Le Journal de Montreal - Weekend
JUSTINE TRIET, DES CÉSAR AUX OSCARS
PARIS | (AFP) On n’arrête plus la cinéaste française Justine Triet. L’autrice d’Anatomie d’une chute, qui côtoie Martin Scorsese et Christopher Nolan dans la course à l’Oscar, pourrait devenir en France la deuxième femme à décrocher le César de la meilleure réalisation.
La réalisatrice de 45 ans, autrice de quatre films qui sont autant de portraits de femmes, avait déjà marqué l’histoire du Festival de Cannes en devenant la troisième cinéaste femme à décrocher, en mai, la Palme d’or.
Et ce, en imposant d’emblée sa patte, aussi chaleureuse et spontanée que sans concession sur ses engagements : plutôt que de triompher, elle met les pieds dans le plat et profite de la tribune cannoise pour défendre le modèle français de soutien au cinéma face au libéralisme.
Sans l’exception culturelle, « je ne serais pas là aujourd’hui », lâche-telle en recevant la Palme, dénonçant la volonté supposée du gouvernement de « casser » ce modèle.
« FIERTÉ »
Neuf mois plus tard, le visage souriant de Justine Triet s’affiche au milieu des plus grands noms du cinéma hollywoodien, tels que Martin Scorsese ou Christopher Nolan, nommés comme elle pour l’Oscar de la « meilleure réalisation ».

+===+

# Énoncé A:
Restituez sous forme de liste JSON de chaînes, une par ligne et sans les lignes vides, les enregistrements depuis leur début jusqu'à la ligne contenant « [237,129,300,193] » incluse. Omettez les images.
L'article et les enregistrements sont deux documents sans lien entre eux.

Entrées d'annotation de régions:

+===+

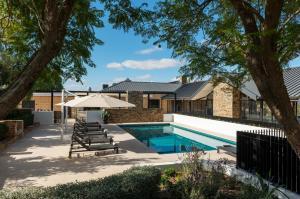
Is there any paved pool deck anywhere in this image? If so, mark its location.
[0,122,235,189]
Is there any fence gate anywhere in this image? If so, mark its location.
[237,129,300,193]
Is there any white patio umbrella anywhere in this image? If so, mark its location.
[64,94,135,108]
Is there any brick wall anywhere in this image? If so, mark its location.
[0,120,24,138]
[107,92,163,123]
[213,83,241,118]
[31,96,74,111]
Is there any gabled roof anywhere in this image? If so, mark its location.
[102,80,181,93]
[241,67,300,100]
[163,81,212,100]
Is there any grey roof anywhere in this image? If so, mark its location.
[163,81,208,99]
[102,80,181,93]
[241,67,300,99]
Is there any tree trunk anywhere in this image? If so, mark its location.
[248,52,300,158]
[0,0,74,119]
[230,0,300,158]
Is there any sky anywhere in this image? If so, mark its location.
[64,1,180,90]
[64,3,300,91]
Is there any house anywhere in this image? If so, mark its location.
[101,67,300,122]
[23,67,300,122]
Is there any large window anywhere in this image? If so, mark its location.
[149,99,160,108]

+===+

# Énoncé B:
Recopiez à l'identique le passage de l'article sur Justine Triet qui commence aux mots « La réalisatrice de » et se termine après « face au libéralisme. ».

# Solution rédigée A:
[
  "Is there any paved pool deck anywhere in this image? If so, mark its location.",
  "[0,122,235,189]",
  "Is there any fence gate anywhere in this image? If so, mark its location.",
  "[237,129,300,193]"
]

# Solution rédigée B:
La réalisatrice de 45 ans, autrice de quatre films qui sont autant de portraits de femmes, avait déjà marqué l’histoire du Festival de Cannes en devenant la troisième cinéaste femme à décrocher, en mai, la Palme d’or.
Et ce, en imposant d’emblée sa patte, aussi chaleureuse et spontanée que sans concession sur ses engagements : plutôt que de triompher, elle met les pieds dans le plat et profite de la tribune cannoise pour défendre le modèle français de soutien au cinéma face au libéralisme.